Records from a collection
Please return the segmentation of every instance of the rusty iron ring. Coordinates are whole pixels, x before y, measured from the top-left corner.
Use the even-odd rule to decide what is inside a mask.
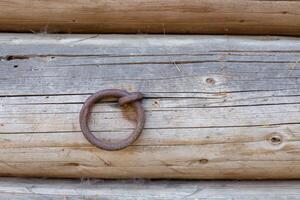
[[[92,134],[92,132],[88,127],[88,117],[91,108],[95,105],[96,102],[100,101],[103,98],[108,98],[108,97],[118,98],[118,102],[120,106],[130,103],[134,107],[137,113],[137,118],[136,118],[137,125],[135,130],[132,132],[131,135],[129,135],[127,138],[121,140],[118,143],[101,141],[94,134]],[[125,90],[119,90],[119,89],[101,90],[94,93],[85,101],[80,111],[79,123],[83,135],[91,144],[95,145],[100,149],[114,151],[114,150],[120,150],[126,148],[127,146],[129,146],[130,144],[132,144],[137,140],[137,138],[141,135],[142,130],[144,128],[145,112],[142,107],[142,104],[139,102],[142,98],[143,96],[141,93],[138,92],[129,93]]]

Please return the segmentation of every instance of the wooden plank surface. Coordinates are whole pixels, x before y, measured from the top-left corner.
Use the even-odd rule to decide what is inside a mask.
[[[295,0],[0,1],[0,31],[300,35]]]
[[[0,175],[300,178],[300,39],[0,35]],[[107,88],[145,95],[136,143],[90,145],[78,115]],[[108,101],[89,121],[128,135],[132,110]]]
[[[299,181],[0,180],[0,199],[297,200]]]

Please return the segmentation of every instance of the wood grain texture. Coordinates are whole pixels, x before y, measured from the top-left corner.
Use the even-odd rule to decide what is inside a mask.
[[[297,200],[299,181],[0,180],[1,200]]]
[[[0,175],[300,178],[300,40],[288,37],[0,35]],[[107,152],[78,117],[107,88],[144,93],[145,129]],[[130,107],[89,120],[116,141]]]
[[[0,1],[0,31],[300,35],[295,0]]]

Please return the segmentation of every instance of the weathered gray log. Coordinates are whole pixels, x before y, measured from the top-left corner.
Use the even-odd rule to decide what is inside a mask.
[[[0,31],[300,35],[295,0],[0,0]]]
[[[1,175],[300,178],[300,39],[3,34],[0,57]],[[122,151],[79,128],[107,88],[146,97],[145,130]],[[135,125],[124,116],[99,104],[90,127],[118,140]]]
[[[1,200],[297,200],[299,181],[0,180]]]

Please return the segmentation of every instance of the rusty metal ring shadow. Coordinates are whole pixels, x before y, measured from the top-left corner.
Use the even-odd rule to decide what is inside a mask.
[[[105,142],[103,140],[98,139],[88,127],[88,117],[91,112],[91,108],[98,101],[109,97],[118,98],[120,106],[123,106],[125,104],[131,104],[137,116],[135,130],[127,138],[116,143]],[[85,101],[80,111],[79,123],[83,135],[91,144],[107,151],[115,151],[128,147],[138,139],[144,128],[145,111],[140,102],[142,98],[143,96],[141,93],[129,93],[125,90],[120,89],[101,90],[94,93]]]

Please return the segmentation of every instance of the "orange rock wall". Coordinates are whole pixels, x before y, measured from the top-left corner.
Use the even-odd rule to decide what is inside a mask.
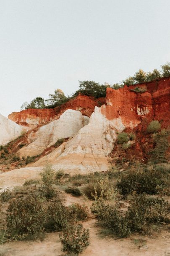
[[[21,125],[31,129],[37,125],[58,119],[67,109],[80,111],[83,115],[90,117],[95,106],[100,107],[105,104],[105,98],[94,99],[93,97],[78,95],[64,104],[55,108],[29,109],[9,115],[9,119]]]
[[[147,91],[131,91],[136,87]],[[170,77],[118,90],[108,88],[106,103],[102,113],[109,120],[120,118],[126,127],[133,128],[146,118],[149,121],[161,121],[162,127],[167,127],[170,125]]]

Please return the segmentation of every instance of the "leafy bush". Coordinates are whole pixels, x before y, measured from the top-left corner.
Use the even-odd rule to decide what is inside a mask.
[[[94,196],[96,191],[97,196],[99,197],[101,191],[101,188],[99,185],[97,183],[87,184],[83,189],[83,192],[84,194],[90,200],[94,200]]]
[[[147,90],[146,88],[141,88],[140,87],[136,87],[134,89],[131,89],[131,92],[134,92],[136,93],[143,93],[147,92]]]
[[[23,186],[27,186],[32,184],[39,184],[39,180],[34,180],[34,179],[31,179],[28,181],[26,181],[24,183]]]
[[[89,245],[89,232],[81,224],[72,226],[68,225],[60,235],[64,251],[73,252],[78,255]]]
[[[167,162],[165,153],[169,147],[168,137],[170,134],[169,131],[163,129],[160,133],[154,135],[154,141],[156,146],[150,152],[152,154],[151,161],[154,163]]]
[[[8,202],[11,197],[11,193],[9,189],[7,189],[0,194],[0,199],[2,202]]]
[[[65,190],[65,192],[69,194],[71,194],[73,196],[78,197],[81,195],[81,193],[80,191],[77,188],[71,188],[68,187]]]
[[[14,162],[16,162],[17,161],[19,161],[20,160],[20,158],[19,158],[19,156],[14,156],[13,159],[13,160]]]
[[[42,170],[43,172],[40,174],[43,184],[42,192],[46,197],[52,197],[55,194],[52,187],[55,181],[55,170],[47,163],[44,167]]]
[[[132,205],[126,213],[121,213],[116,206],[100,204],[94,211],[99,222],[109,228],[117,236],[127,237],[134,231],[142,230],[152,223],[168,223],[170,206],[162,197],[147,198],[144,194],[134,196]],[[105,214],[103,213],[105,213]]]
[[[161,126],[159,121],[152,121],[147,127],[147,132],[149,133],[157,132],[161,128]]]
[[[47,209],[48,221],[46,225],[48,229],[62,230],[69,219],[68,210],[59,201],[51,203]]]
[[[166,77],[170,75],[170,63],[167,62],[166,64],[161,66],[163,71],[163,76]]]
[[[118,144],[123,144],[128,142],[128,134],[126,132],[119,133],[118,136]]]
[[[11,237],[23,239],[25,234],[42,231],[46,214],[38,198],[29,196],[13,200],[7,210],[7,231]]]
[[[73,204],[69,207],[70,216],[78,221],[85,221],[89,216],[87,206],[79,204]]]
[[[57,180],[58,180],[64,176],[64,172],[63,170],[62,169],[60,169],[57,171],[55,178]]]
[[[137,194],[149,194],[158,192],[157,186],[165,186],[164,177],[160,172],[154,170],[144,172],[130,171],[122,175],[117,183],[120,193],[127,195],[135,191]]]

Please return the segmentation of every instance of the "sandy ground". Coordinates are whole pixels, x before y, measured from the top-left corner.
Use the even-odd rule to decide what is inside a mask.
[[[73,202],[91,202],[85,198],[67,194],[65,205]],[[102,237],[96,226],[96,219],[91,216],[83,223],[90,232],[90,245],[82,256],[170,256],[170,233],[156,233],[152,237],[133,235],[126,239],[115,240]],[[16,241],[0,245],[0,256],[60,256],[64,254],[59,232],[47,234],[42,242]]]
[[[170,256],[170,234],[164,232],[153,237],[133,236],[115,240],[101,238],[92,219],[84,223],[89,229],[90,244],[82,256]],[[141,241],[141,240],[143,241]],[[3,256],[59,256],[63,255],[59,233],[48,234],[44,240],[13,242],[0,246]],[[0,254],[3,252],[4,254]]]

§ Request
Rewrite all the entries above, putting "upper-left corner" wherever "top-left corner" appears and changing nothing else. Leave the pictures out of your answer.

§ Solution to the exercise
Please return the segmentation of every instance of the rusty iron ring. Coordinates are whole pixels, x before y, measured from the upper-left corner.
Use the even-odd rule to decide what is inside a mask.
[[[92,134],[92,132],[88,127],[88,117],[91,108],[95,105],[96,102],[100,101],[103,98],[108,98],[108,97],[118,98],[118,102],[120,106],[130,103],[134,107],[137,113],[137,118],[136,118],[137,125],[135,130],[132,132],[131,135],[129,135],[127,138],[121,140],[118,143],[101,141],[94,134]],[[125,90],[119,90],[119,89],[101,90],[94,93],[85,101],[80,111],[79,123],[83,135],[91,144],[95,145],[100,149],[114,151],[114,150],[120,150],[126,148],[127,146],[129,146],[130,144],[132,144],[137,140],[137,138],[141,135],[142,130],[144,128],[145,112],[142,107],[142,104],[139,102],[142,98],[143,96],[141,93],[138,92],[129,93]]]

Please return the segmentation of every instance of the wooden plank surface. Coordinates are whole pixels, x before y, measured from the upper-left corner.
Use the even-odd rule to decide what is inside a mask.
[[[295,0],[0,1],[0,31],[300,35]]]
[[[0,175],[300,178],[300,39],[0,35]],[[107,88],[145,95],[136,143],[90,145],[78,115]],[[108,101],[89,121],[128,135],[132,110]]]
[[[299,181],[0,180],[0,199],[297,200]]]

Please return the segmentation of every instance of the wood grain texture. Coordinates are whole pixels, x before y, measured from the upper-left corner.
Use the even-odd rule to decide what is inside a mask.
[[[297,200],[299,181],[0,180],[1,200]]]
[[[0,175],[300,178],[300,40],[288,37],[0,35]],[[107,152],[78,117],[107,88],[144,93],[145,129]],[[130,107],[89,120],[116,141]]]
[[[0,1],[0,31],[300,35],[295,0]]]

Please return the segmentation of every instance of the weathered gray log. Coordinates are whole pixels, x before y, measured from the upper-left corner.
Use the even-odd rule to decide what is inside a mask.
[[[0,31],[300,35],[295,0],[0,0]]]
[[[1,175],[300,178],[300,39],[3,34],[0,57]],[[122,151],[79,128],[107,88],[146,97],[145,130]],[[135,125],[124,116],[99,104],[90,127],[118,140]]]
[[[1,200],[297,200],[299,181],[0,180]]]

Please return the segmentation of every instance of the rusty metal ring shadow. Coordinates are whole pixels, x before y, measured from the upper-left corner.
Use the even-odd rule to decide what is inside a mask.
[[[105,142],[103,140],[98,139],[88,127],[88,117],[91,112],[91,108],[98,101],[109,97],[118,98],[120,106],[123,106],[125,104],[131,104],[137,116],[135,130],[127,138],[116,143]],[[85,101],[80,111],[79,123],[83,135],[91,144],[107,151],[115,151],[128,147],[138,139],[144,128],[145,111],[140,102],[142,98],[143,96],[141,93],[129,93],[125,90],[120,89],[101,90],[94,93]]]

Please return the segmentation of every instance of the "orange rock wall". Coordinates are whole pixels, x before y, measured from the upper-left corner.
Use the even-odd rule to decide what is inside a mask.
[[[21,125],[31,129],[37,125],[58,119],[67,109],[80,111],[83,115],[90,117],[95,106],[100,107],[105,104],[105,98],[94,99],[93,97],[78,95],[64,104],[55,108],[29,109],[9,115],[9,119]]]
[[[147,91],[131,91],[136,87]],[[170,77],[118,90],[108,88],[106,103],[102,113],[109,120],[120,118],[126,127],[133,128],[146,118],[149,121],[161,121],[162,127],[167,127],[170,125]]]

Please return the segmentation of every instance of the "leafy bush". Coordinates are whole pixels, x before y, measured from the upper-left corner.
Use the even-odd rule to decide what is inside a mask.
[[[94,196],[96,191],[97,196],[99,197],[101,191],[101,188],[99,185],[97,183],[87,184],[83,189],[83,192],[84,194],[90,200],[94,200]]]
[[[147,90],[146,88],[141,88],[140,87],[136,87],[134,89],[131,89],[131,92],[134,92],[136,93],[143,93],[147,92]]]
[[[23,186],[27,186],[32,184],[39,184],[39,180],[34,180],[34,179],[31,179],[28,181],[26,181],[24,183]]]
[[[89,245],[89,232],[81,224],[72,226],[68,225],[60,235],[64,251],[73,252],[78,255]]]
[[[167,162],[165,153],[169,147],[168,137],[170,134],[169,131],[163,129],[160,133],[154,135],[154,141],[156,146],[150,152],[152,154],[151,161],[154,163]]]
[[[8,202],[11,197],[11,193],[9,189],[7,189],[0,194],[0,199],[2,202]]]
[[[65,190],[65,192],[69,194],[71,194],[73,196],[78,197],[81,195],[81,193],[80,191],[77,188],[71,188],[68,187]]]
[[[14,162],[16,162],[17,161],[19,161],[20,160],[20,158],[19,158],[19,156],[14,156],[13,159],[13,160]]]
[[[42,170],[43,172],[40,174],[43,184],[42,192],[46,197],[52,197],[55,194],[52,187],[55,181],[55,170],[47,163],[44,167]]]
[[[132,205],[126,213],[121,213],[116,206],[100,204],[94,211],[99,222],[109,228],[117,236],[127,237],[134,231],[142,230],[152,223],[168,223],[170,206],[162,197],[147,198],[144,194],[134,196]],[[105,214],[103,213],[105,213]]]
[[[161,126],[159,121],[152,121],[147,127],[147,132],[149,133],[157,132],[161,128]]]
[[[47,209],[48,221],[46,225],[48,229],[62,230],[69,219],[68,210],[59,201],[51,203]]]
[[[166,77],[170,75],[170,63],[167,62],[166,64],[161,66],[163,71],[163,76]]]
[[[118,144],[123,144],[128,142],[128,134],[126,132],[119,133],[118,136]]]
[[[11,237],[23,239],[25,234],[42,231],[46,214],[38,198],[29,196],[13,200],[7,210],[7,231]]]
[[[73,204],[69,207],[70,216],[78,221],[85,221],[89,216],[87,206],[79,204]]]
[[[57,180],[58,180],[64,176],[64,172],[63,170],[62,169],[60,169],[57,171],[55,178]]]
[[[137,194],[149,194],[158,192],[157,186],[165,186],[164,177],[160,172],[154,170],[144,172],[130,171],[122,175],[117,183],[120,193],[127,195],[135,191]]]

Please return the segmentation of every instance of the "sandy ground". Coordinates are whole pixels, x before y, measured from the upper-left corner.
Use the even-odd rule to decide what is inside a mask.
[[[73,202],[91,202],[85,198],[67,194],[65,205]],[[102,237],[96,226],[96,219],[91,216],[83,223],[90,232],[90,245],[82,256],[170,256],[170,233],[156,233],[152,237],[133,235],[126,239],[115,240]],[[16,241],[0,245],[0,256],[60,256],[64,254],[59,232],[47,234],[42,242]]]
[[[170,256],[170,234],[164,232],[153,237],[133,236],[115,240],[101,238],[92,219],[84,223],[89,229],[90,244],[82,256]],[[141,241],[141,240],[143,241]],[[3,256],[59,256],[63,255],[59,233],[48,234],[44,240],[13,242],[0,246]],[[0,254],[3,252],[4,254]]]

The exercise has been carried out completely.